**Work to complete**
Copy the following rows word for word, beginning at the first row and stopping after the row that contains "Please outline every instance of the **wooden".

**Input records**
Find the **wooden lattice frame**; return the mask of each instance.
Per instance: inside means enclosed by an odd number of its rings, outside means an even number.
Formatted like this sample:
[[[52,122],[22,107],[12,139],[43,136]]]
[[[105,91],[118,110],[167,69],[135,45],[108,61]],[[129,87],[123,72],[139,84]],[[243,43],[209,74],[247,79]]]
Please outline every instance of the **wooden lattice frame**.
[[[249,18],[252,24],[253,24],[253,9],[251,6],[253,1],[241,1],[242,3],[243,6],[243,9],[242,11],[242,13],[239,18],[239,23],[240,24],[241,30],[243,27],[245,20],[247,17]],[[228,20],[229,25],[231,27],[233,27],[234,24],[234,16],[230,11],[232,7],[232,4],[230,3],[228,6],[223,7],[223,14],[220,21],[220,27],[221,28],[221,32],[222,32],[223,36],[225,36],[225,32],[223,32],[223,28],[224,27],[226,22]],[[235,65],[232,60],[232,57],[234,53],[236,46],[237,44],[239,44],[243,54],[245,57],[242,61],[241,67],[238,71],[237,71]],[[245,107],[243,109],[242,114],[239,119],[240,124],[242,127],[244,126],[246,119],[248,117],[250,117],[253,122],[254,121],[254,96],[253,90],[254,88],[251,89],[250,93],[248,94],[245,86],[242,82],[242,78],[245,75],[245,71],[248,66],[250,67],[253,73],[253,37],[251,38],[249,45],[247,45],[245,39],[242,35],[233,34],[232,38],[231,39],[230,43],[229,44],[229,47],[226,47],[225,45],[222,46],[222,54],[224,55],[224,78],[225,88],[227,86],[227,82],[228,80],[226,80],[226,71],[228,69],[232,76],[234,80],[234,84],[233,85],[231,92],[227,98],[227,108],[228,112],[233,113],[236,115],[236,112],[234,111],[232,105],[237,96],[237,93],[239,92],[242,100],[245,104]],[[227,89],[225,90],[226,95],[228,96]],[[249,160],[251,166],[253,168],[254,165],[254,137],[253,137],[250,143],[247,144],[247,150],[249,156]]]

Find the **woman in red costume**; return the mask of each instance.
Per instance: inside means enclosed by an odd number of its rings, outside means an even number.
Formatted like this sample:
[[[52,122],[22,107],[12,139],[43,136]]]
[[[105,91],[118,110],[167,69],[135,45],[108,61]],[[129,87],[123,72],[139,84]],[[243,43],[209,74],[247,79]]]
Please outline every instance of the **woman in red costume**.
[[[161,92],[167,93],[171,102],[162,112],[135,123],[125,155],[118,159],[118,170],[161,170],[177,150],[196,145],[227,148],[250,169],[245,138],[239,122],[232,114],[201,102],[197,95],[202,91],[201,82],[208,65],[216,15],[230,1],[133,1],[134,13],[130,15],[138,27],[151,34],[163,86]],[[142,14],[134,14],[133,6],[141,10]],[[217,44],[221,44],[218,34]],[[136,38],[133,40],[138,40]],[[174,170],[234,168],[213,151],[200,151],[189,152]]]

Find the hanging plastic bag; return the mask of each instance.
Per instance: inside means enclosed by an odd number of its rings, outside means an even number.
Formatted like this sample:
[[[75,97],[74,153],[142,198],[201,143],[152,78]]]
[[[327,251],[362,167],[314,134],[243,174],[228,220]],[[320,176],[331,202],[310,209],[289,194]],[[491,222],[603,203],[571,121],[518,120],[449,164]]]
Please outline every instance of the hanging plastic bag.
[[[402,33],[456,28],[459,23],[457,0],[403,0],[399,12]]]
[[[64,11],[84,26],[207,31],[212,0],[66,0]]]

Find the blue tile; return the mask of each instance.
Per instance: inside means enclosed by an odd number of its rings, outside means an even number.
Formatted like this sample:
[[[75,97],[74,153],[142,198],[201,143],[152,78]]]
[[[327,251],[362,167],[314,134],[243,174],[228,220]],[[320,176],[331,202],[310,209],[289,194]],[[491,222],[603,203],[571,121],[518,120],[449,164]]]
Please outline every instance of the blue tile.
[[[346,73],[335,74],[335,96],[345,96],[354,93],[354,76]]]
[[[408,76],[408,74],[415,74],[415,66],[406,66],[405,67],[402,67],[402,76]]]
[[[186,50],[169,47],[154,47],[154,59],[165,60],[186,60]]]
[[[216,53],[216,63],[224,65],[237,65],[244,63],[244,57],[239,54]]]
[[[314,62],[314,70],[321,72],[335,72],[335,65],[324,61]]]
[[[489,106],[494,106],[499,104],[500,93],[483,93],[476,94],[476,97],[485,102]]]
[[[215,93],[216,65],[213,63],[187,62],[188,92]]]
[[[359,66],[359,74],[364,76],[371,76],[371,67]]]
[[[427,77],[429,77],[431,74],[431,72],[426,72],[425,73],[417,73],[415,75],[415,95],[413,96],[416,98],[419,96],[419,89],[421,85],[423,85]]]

**Worked solution**
Find the **wooden lattice frame**; return the mask of each instance.
Per instance: inside means enclosed by an odd number of its rings, outside means an even number.
Formatted like this sample:
[[[52,122],[22,107],[12,139],[43,136]]]
[[[105,91],[118,110],[167,69],[135,45],[108,61]],[[129,87],[123,72],[139,84]],[[243,43],[209,74],[247,79]]]
Please outline every instance of the **wooden lattice frame**.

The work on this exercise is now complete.